_SUPPLIED MATERIAL:_
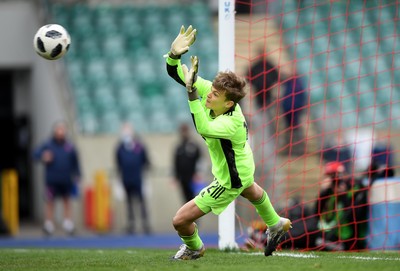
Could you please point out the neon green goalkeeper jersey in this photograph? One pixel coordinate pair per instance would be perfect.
(225, 135)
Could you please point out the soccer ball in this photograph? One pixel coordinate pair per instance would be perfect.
(51, 41)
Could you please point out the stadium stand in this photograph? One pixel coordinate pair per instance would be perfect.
(116, 68)
(349, 50)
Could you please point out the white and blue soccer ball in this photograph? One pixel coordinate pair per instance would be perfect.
(51, 41)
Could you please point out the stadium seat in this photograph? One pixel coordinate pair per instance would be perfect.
(116, 72)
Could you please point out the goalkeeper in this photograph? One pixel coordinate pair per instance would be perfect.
(219, 120)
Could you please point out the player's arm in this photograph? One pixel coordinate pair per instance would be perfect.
(222, 127)
(174, 69)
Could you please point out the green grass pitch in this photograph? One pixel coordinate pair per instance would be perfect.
(159, 259)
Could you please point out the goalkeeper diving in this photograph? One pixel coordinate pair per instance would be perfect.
(218, 118)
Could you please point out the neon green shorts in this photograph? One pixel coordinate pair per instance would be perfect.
(215, 198)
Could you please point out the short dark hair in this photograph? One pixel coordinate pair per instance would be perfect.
(233, 85)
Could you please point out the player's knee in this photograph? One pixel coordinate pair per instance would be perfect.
(178, 222)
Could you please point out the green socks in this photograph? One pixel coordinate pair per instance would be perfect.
(266, 210)
(193, 241)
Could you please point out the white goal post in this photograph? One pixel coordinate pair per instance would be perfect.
(226, 61)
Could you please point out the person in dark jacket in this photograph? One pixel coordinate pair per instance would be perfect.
(62, 173)
(186, 158)
(132, 160)
(293, 101)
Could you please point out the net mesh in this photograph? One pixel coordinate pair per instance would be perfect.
(323, 115)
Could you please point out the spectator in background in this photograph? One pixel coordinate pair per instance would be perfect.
(132, 160)
(382, 154)
(336, 150)
(293, 100)
(62, 172)
(263, 76)
(186, 159)
(341, 207)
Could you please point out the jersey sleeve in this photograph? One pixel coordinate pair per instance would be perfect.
(221, 127)
(174, 69)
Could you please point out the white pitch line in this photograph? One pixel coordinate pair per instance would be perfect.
(369, 258)
(295, 255)
(301, 255)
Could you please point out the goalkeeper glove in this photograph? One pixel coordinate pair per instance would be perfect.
(191, 75)
(183, 41)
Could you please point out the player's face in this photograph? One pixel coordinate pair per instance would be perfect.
(217, 102)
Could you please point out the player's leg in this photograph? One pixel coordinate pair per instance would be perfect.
(65, 193)
(143, 212)
(183, 223)
(129, 209)
(277, 226)
(68, 223)
(48, 226)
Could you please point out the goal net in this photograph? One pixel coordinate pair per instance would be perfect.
(323, 114)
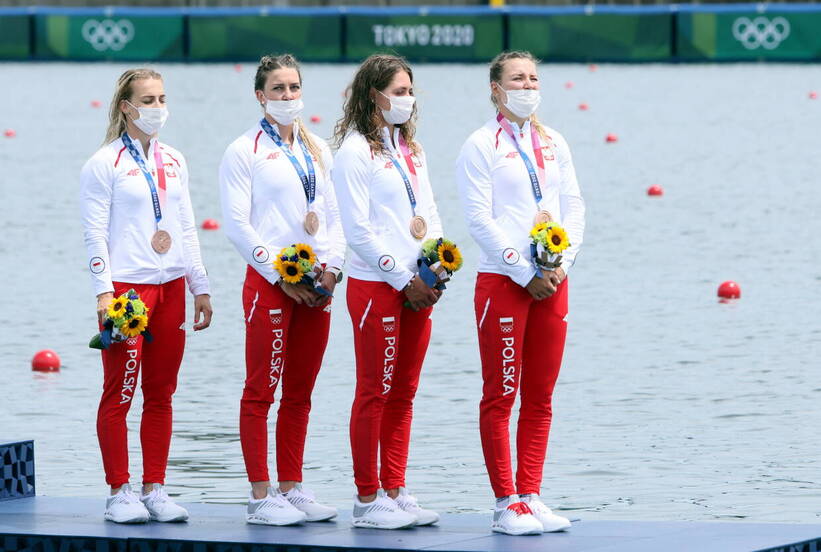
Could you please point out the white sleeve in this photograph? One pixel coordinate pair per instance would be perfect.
(336, 236)
(235, 196)
(95, 208)
(571, 204)
(352, 176)
(195, 273)
(476, 191)
(434, 221)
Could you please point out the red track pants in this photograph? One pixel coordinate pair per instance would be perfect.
(283, 341)
(390, 343)
(521, 342)
(159, 362)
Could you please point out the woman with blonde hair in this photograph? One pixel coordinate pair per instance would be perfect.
(276, 192)
(387, 207)
(512, 173)
(140, 234)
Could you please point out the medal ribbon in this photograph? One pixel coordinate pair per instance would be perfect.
(309, 180)
(537, 151)
(408, 187)
(135, 154)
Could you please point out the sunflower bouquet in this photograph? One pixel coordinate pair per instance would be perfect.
(438, 261)
(548, 241)
(298, 264)
(127, 317)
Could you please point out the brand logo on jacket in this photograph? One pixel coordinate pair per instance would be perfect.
(386, 263)
(260, 254)
(510, 256)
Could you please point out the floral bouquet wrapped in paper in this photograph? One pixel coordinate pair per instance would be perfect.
(438, 261)
(298, 264)
(127, 317)
(548, 241)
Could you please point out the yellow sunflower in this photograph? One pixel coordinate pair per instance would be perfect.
(134, 326)
(304, 251)
(289, 270)
(117, 307)
(556, 241)
(450, 256)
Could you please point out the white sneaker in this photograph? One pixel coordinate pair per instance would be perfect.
(514, 517)
(408, 503)
(160, 506)
(274, 509)
(303, 500)
(550, 521)
(382, 513)
(125, 507)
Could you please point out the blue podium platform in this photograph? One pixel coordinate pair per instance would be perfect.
(76, 525)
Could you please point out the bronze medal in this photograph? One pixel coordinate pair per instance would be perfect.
(161, 241)
(418, 227)
(542, 217)
(311, 223)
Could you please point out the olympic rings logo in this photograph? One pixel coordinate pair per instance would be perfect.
(761, 32)
(108, 34)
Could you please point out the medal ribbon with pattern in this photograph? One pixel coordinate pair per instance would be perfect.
(309, 180)
(409, 187)
(537, 151)
(156, 198)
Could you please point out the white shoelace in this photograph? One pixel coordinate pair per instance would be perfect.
(125, 496)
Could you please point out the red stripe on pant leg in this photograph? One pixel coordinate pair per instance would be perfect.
(265, 338)
(543, 350)
(160, 366)
(375, 347)
(414, 336)
(501, 339)
(121, 368)
(307, 339)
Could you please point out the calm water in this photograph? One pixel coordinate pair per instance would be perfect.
(669, 406)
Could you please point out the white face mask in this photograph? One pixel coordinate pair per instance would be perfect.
(151, 119)
(522, 103)
(284, 111)
(400, 111)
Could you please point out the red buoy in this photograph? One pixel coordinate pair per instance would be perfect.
(45, 361)
(729, 290)
(210, 224)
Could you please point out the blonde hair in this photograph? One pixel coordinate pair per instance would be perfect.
(270, 63)
(497, 66)
(116, 118)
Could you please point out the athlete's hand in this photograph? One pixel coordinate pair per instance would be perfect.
(299, 293)
(103, 301)
(544, 287)
(202, 305)
(419, 295)
(327, 281)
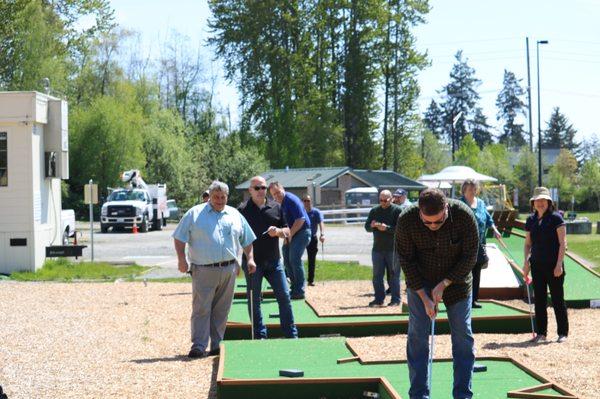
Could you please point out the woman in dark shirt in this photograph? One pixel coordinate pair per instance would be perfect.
(545, 246)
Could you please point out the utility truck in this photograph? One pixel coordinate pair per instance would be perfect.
(141, 205)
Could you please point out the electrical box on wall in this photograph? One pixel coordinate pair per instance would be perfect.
(56, 138)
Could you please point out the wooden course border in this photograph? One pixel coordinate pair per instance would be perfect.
(524, 393)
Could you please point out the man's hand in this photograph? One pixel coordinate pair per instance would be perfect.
(251, 266)
(438, 292)
(182, 266)
(430, 307)
(272, 231)
(558, 270)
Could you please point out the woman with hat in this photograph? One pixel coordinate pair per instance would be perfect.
(545, 246)
(469, 190)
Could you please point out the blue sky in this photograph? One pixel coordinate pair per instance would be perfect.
(491, 35)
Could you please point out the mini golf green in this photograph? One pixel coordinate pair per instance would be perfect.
(493, 317)
(251, 370)
(582, 285)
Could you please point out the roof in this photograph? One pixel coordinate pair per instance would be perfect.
(300, 177)
(387, 179)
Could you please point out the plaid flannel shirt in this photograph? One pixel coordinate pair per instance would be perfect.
(427, 257)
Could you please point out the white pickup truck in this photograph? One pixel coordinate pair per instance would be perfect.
(67, 218)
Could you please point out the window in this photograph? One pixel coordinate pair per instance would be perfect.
(3, 159)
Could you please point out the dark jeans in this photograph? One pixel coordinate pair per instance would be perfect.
(311, 251)
(273, 272)
(476, 280)
(543, 278)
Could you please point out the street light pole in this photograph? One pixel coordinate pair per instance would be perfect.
(539, 113)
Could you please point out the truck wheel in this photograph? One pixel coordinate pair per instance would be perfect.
(144, 225)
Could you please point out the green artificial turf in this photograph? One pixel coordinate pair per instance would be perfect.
(581, 285)
(318, 357)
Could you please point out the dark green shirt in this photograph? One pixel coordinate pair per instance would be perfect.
(427, 257)
(383, 240)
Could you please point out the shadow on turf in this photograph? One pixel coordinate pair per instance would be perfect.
(522, 344)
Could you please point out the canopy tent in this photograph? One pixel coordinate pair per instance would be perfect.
(456, 175)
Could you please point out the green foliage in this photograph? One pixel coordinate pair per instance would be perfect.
(563, 175)
(65, 270)
(106, 138)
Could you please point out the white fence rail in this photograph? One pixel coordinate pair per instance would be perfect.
(346, 215)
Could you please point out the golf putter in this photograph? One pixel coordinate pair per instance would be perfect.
(430, 363)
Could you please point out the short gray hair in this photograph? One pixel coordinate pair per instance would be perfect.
(218, 186)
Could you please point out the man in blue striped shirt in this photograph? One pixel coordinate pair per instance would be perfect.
(215, 234)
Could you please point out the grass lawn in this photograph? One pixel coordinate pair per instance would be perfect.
(65, 270)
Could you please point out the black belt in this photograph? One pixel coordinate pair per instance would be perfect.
(218, 264)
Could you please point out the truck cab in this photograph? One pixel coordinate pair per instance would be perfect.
(126, 207)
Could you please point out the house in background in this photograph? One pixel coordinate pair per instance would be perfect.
(328, 186)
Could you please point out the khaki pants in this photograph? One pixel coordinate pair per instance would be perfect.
(212, 294)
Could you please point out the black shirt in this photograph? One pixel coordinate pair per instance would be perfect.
(544, 239)
(266, 248)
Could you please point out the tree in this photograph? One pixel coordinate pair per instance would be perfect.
(563, 174)
(434, 119)
(468, 153)
(525, 175)
(459, 100)
(559, 132)
(590, 178)
(510, 107)
(480, 129)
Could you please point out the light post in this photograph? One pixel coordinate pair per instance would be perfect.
(539, 113)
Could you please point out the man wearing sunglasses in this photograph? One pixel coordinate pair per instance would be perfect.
(265, 218)
(295, 243)
(382, 223)
(437, 244)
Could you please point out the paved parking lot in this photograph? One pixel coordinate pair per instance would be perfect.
(155, 248)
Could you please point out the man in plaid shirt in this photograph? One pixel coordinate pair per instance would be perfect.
(437, 243)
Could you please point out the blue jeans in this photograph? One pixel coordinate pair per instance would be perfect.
(273, 272)
(292, 259)
(381, 262)
(417, 346)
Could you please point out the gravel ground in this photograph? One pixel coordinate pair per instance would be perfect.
(128, 340)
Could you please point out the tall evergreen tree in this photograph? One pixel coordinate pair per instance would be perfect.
(480, 129)
(559, 132)
(510, 106)
(434, 119)
(459, 100)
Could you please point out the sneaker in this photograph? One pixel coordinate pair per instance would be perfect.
(538, 338)
(375, 304)
(196, 353)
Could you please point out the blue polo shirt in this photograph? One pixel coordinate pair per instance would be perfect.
(213, 236)
(315, 216)
(293, 209)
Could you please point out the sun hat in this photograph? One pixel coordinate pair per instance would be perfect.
(541, 193)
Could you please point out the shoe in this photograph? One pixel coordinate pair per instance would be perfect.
(538, 338)
(196, 353)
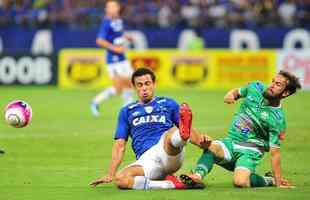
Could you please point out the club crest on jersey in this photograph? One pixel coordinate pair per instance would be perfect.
(264, 115)
(148, 109)
(149, 119)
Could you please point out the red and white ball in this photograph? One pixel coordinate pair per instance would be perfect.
(18, 113)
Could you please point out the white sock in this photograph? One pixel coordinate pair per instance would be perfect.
(143, 183)
(127, 96)
(176, 139)
(105, 95)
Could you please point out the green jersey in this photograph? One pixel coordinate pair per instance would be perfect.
(256, 121)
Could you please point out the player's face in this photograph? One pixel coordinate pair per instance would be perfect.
(276, 90)
(112, 9)
(145, 88)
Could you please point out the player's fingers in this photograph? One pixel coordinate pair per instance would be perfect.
(96, 182)
(287, 186)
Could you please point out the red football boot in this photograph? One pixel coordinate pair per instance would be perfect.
(185, 121)
(176, 182)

_WRITTEN TASK:_ Only the lines from the one that contains "Could you please point out the white sock" to the end of the entries above should be given again, exactly and in full.

_THE RESULT:_
Could you please point out the white sock in this photograph? One pixel coordinate pair per instance would be perfect.
(143, 183)
(127, 96)
(176, 139)
(105, 95)
Could you please point out the green jersey in this photograph? One pixel coordinate pair per instance would be perfect.
(256, 121)
Could you please point out the player's face in this photograph? One pixel coordinate pair per instance would be perfect.
(276, 90)
(112, 9)
(145, 88)
Could you please point out the player's fingers in this photograph? One pixel coordinate pair per instance would be perfect.
(96, 182)
(287, 186)
Could you please point out the red football boot in this photograph? One pixel coordinate pair per instance would be perfect.
(185, 121)
(176, 182)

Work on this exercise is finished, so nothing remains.